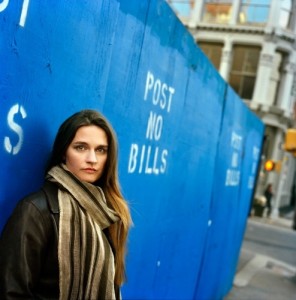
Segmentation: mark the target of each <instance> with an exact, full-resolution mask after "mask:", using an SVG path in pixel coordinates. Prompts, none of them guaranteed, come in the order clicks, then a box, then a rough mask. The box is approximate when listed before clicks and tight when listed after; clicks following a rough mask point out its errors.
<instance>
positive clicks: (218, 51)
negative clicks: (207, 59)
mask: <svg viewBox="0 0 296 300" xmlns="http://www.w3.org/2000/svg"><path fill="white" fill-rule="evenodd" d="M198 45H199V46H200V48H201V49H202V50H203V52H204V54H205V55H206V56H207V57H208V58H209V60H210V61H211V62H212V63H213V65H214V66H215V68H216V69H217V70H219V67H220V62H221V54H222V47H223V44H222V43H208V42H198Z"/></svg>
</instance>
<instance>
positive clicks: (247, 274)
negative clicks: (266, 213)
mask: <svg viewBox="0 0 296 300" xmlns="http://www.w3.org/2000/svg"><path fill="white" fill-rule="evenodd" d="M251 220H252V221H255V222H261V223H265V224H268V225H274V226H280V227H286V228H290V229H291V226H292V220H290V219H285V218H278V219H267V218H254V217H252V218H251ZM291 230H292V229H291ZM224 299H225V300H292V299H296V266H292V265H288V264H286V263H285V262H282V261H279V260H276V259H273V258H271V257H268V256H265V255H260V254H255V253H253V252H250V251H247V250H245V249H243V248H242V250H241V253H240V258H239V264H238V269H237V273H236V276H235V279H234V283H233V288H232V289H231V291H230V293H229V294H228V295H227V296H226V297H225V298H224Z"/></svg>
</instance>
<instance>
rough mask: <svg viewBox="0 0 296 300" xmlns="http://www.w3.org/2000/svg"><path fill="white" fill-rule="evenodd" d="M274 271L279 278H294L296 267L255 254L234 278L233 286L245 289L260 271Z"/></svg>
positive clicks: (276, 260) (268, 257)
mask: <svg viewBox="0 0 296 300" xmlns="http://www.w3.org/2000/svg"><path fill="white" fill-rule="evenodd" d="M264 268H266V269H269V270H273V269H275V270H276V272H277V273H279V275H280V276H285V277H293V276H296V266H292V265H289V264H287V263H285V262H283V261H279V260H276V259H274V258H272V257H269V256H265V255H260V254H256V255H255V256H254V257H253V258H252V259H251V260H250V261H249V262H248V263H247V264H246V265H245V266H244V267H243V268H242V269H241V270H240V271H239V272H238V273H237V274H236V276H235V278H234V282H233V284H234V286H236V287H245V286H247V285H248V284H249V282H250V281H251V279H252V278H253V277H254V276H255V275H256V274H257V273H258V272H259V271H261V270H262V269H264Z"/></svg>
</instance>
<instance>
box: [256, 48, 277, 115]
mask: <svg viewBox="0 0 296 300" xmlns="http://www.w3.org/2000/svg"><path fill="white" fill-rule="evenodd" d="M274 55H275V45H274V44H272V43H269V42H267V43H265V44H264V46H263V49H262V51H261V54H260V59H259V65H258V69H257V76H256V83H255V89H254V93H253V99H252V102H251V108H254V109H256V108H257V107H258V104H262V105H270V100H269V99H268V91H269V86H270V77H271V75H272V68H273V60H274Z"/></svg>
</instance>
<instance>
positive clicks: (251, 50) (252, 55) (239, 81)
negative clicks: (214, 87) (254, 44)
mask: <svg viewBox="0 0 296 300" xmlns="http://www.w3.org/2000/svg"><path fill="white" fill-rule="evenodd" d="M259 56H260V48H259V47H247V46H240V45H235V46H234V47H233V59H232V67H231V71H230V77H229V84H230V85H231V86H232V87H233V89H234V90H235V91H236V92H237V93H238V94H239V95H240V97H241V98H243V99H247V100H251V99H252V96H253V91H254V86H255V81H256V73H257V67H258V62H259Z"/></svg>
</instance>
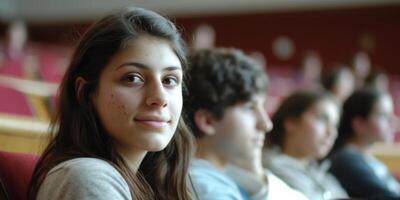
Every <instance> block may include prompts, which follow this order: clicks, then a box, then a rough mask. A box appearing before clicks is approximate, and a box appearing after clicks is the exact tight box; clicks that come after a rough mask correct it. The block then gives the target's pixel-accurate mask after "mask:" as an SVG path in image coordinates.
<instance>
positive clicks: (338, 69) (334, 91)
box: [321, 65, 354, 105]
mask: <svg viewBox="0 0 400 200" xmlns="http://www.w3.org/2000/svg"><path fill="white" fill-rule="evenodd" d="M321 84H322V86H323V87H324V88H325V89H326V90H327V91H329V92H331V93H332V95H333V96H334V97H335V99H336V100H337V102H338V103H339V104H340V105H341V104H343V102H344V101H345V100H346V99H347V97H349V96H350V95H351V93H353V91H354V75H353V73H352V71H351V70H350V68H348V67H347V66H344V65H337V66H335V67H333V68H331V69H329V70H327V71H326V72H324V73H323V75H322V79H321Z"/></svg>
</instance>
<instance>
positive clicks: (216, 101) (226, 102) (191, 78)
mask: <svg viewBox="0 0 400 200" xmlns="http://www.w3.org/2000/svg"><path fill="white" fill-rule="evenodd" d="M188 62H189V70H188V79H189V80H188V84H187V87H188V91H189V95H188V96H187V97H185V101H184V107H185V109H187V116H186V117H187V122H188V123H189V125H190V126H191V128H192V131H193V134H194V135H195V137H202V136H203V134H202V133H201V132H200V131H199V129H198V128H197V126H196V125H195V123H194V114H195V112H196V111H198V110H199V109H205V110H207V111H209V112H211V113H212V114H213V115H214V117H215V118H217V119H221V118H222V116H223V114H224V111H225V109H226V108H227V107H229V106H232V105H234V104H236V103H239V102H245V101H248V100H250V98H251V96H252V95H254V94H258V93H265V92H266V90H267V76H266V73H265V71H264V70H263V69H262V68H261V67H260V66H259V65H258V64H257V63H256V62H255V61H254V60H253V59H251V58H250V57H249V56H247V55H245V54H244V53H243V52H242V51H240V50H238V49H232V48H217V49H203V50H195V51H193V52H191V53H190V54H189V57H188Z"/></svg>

------------------------------------------------------------

(How to complete this task) Find every line in the material above that contains the word "after" and copy each one.

(The answer)
Segmentation: mark the target of each <instance> with an exact, full-resolution mask after "mask:", using an SVG path in pixel coordinates. Prompts, none of them guaranteed, come in the order clicks, then a box, then a rough mask. The box is approximate when listed before clicks and tight when listed after; clicks following a rough mask point out its errors.
Every <instance> block may include prompts, which follow this order: clicks, then a box, then a rough mask. A box appearing before clicks is approximate, and a box appearing after clicks is the exact tight box; clicks that come after a rough mask correct it. The block then gives the target's pixel-accurate mask after "mask:" as an SVG path in image coordinates.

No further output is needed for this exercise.